### OBIETTIVO 1
Elenca tutte le persone di cui l'articolo sulla tragedia di San Fele indica l'età, accanto all'età riportata.
### OBIETTIVO 2
Per ciascuna affermazione, stabilisci se concorda con l'articolo sulla tragedia di San Fele. Rispondi sì o no e cita le parole esatte dell'articolo che lo dimostrano.
(a) San Fele conta più di 3.000 abitanti.
(b) La pistola usata non è stata ritrovata.
(c) Al telefono ha risposto la sorella di Vito Tronnolone.
### OBIETTIVO 3
Scrivi il seguito dell'articolo sulla tragedia di San Fele, cominciando dopo l'ultima frase riportata.

### BRANO CITATO
San Fele (Potenza), 9 Agosto 2014


Titoli & Articoli

Uccide la moglie e i due figli, poi si toglie la vita. Tragedia in Basilicata
Tragedia familiare a San Fele, nel potentino, dove un uomo ha ucciso moglie e due figli e poi si è tolto la vita. San Fele è un comune di 3.085 abitanti situato nella parte nord-occidentale della Basilicata, tra il Monte Castello e il Monte Torretta e fa parte della Comunità Montana del Vulture. L’uomo si chiamava Vito Tronnolone, pensionato di 65 anni, e ha ucciso la moglie Maria Stella Puntillo, di 57, e i figli Luca di 32 e Chiara 27 anni, con una pistola che è stata trovata dai carabinieri. La famiglia Tronnolone viveva in Toscana, a Lastra a Signa (Firenze), da oltre trent’anni: erano a San Fele da una ventina di giorni per trascorrervi un periodo di vacanza.
La sofferenza della famiglia era legata alle condizioni di disabilità di uno dei figli sarebbe all’origine del triplice omicidio e del suicidio avvenuto stamani in una casa di San Fele (Potenza). Il capo famiglia – che viveva in Toscana da circa un anno e da qualche giorno era tornato in Basilicata – pare non sopportasse più la sofferenza causatagli dalle condizioni di uno dei figli.
PARENTI SOTTO CHOC «Siamo tutti sotto choc, che devo dire di più? Lasciateci in pace. Stiamo partendo, andiamo là». Così rispondono al telefono nell’abitazione della sorella di Vito Tronnolone, che stamani a San Fele (Potenza) ha ucciso moglie e due figli e poi si è ucciso. Prima di suicidarsi l’uomo ha telefonato alle sorelle, che vivono in Toscana, a Lastra a Signa (Firenze). «No, non ho risposto io – aggiunge la signora al telefono – io sono la nipote. Siamo talmente sotto choc che chiediamo solo di essere lasciati in pace».

### ESTRATTO DALLA FONTE
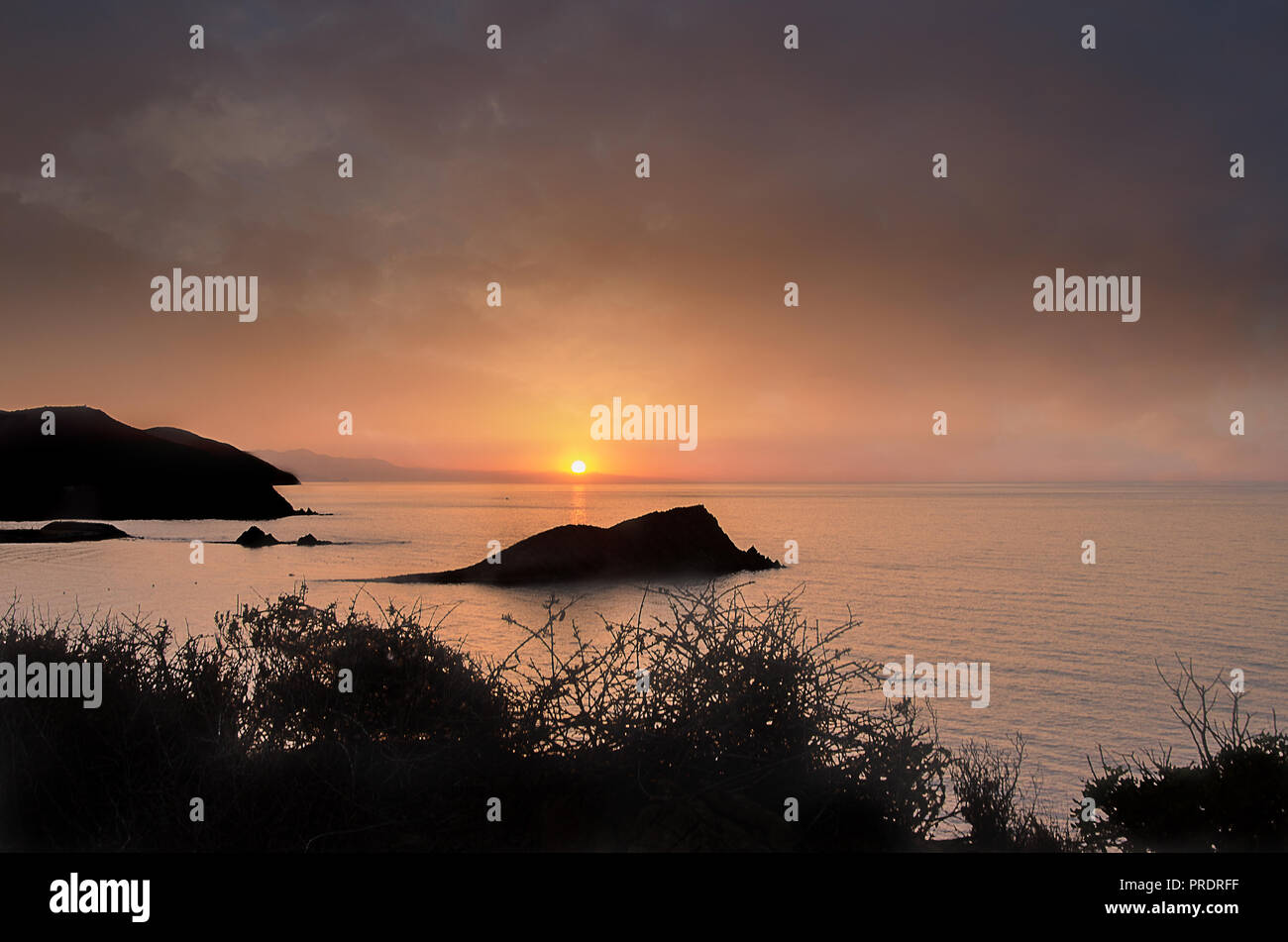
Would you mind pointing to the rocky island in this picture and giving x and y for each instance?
(683, 541)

### RISPOSTA ATTESA 1
Vito Tronnolone, 65 anni
Maria Stella Puntillo, 57 anni
Luca, 32 anni
Chiara, 27 anni

### RISPOSTA ATTESA 2
(a) Sì: «San Fele è un comune di 3.085 abitanti».
(b) No: «con una pistola che è stata trovata dai carabinieri».
(c) No: «io sono la nipote».

### RISPOSTA ATTESA 3
Follia a Potenza, uccide moglie e figli e si spara
Drammatico caso di omicidio-suicidio in Basilicata. Un pensionato di 65 anni, ex carrozziere, ha ucciso il figlio disabile, l’altra figlia, la moglie e si è suicidato. È accaduto a San Fele, paese dell’appennino lucano in provincia di Potenza. È ancora mistero sul movente della strage: all’inizio si era pensato che a far scattare la follia dell’uomo potrebbe essere stata proprio la condizione di disabilità di uno dei due figli, Luca, di 32 anni, ma c’è un altro elemento su cui si concentra l’attenzione degli inquirenti: l’uomo proprio ieri era andato all’ospedale di Potenza per alcuni controlli. L’altra figlia, Chiara, aveva 27 anni; la moglie, Maria Stella Puntillo, ne aveva 57. I carabinieri hanno trovato la pistola usata per il massacro, regolarmente detenuta. L’uomo si chiamava Vito Tronnolone e prima di portare a compimento il suo folle gesto ha telefonato alle sorelle, che vivono in Toscana, dicendo: “Ho ammazzato tutti e ora mi ammazzo io”. La famiglia Tronnolone viveva in Toscana, a Lastra a Signa (Firenze), da oltre trent’anni: erano a San Fele da una ventina di giorni per trascorrervi un periodo di vacanza.  “Siamo tutti sconvolti”: questo il primo commento di Donato Sperduto, il sindaco di San Fele, arrivato vicino all’abitazione della famiglia Tronnolone, dove è giunto anche il pm di Potenza, Anna Gloria Piccininni. Nessuno, tra parenti e amici della famiglia, aveva notato “segnali” che potessero far intuire l’intenzione di compiere una strage da parte di VitoTronnolone. All’esterno dell’abitazione di campagna alcuni parenti, disperati per i quattro morti, raccontano però che negli ultimi giorni il capofamiglia “era più ansioso del solito, perché era molto preoccupato per il suo stato di salute”. Tra le lacrime una sorella di Maria Stella Puntillo, moglie di Tronnolone, ricorda “quel povero innocente di Luca”, il figlio disabile: “Per noi era sempre un bambino, non riusciamo acapire che cosa sia successo”.  

Famiglia sterminata, bare bianche per i figli
Diverse centinaia di persone hanno partecipato nel pomeriggio, nel Parco della Rimembranza, nella villa comunale di San Fele (Potenza), ai funerali dei quattro componenti della famiglia Tronnolone, sterminata sabato scorso dal padre Vito, di 65 anni, che, nell’abitazione dove avrebbero dovuto trascorrere un periodo di vacanza, ha ucciso la moglie, Maria Stella Puntillo, di 57, e i figli Luca (32) e Chiara (27) e poi si è suicidato. Per i due giovani (Luca aveva un leggero ritardo mentale) uccisi dal padre, sono state scelte due bare bianche: durante l’omelia il vescovo di Melfi, monsignor Gianfranco Todisco, ha lanciato un invito “a non giudicare” il gesto compiuto dal carrozziere in pensione.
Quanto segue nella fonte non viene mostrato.